▶ **TEXT SEGMENT**:

•••

Personal information
- Born: 1 May 1948 (age 78) Livorno, Italy
- Height: 1.81 m (5 ft 11 in)
- Weight: 93 kg (205 lb)

Sport
- Sport: Fencing

Medal record
Representing Italy
Olympic Games
| Gold medal – first place | 1972 Munich | Team sabre |
| Silver medal – second place | 1976 Montréal | Team sabre |
| Silver medal – second place | 1980 Moscow | Team sabre |
Mediterranean Games
| Silver medal – second place | 1975 Algiers | Individual sabre |
| Silver medal – second place | 1979 Split | Individual sabre |
| Bronze medal – third place | 1971 Izmir | Individual sabre |

= Mario Aldo Montano =

Italian fencer

Mario Aldo Montano (born 1 May 1948) is an Italian fencer. He won a gold and two silver medals in the team sabre at three Olympic Games. He also competed at the Mediterranean Games in the individual sabre event where he won silver medals in 1975 and 1979 and a bronze medal in 1971.

He is the son of fencer Aldo Montano who competed for Italy at the 1936 and 1948 Summer Olympics. His son, also called Aldo Montano, competed at the 2004, 2008 and 2012 Summer Olympics.

•••

▶ **DATA**:
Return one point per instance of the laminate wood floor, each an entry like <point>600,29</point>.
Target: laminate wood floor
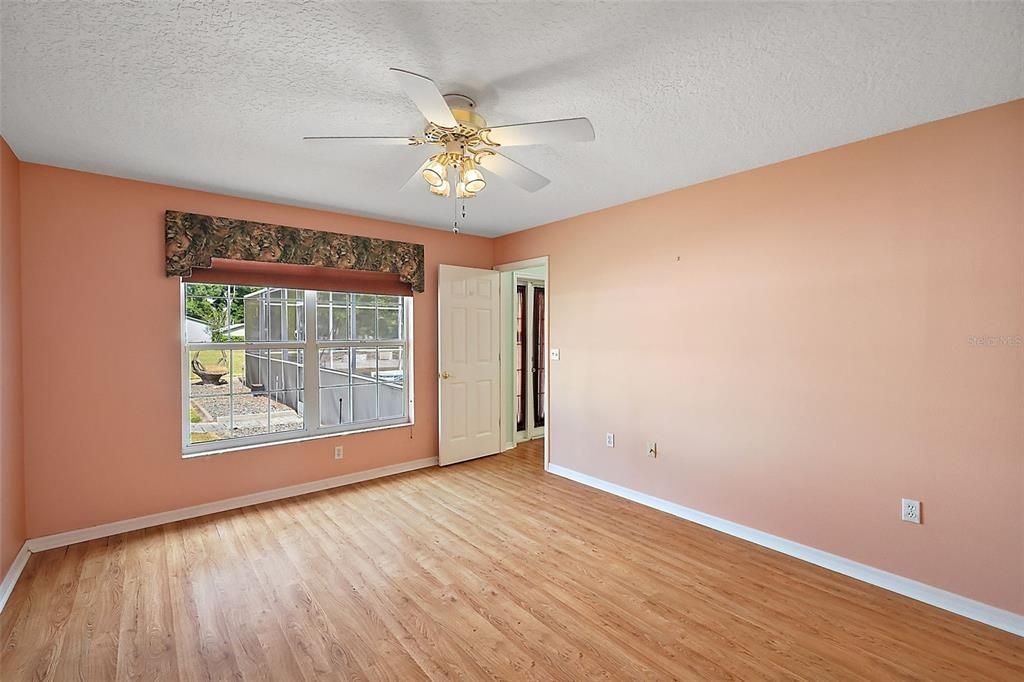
<point>487,569</point>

•••

▶ **WHAT YOU NEED TO DO**: According to the text about Mario Aldo Montano, at which Olympic Games did he win his gold medal? Nothing in the lines matters for what comes next.

▶ **EXERCISE ANSWER**: The 1972 Munich Olympics, in team sabre.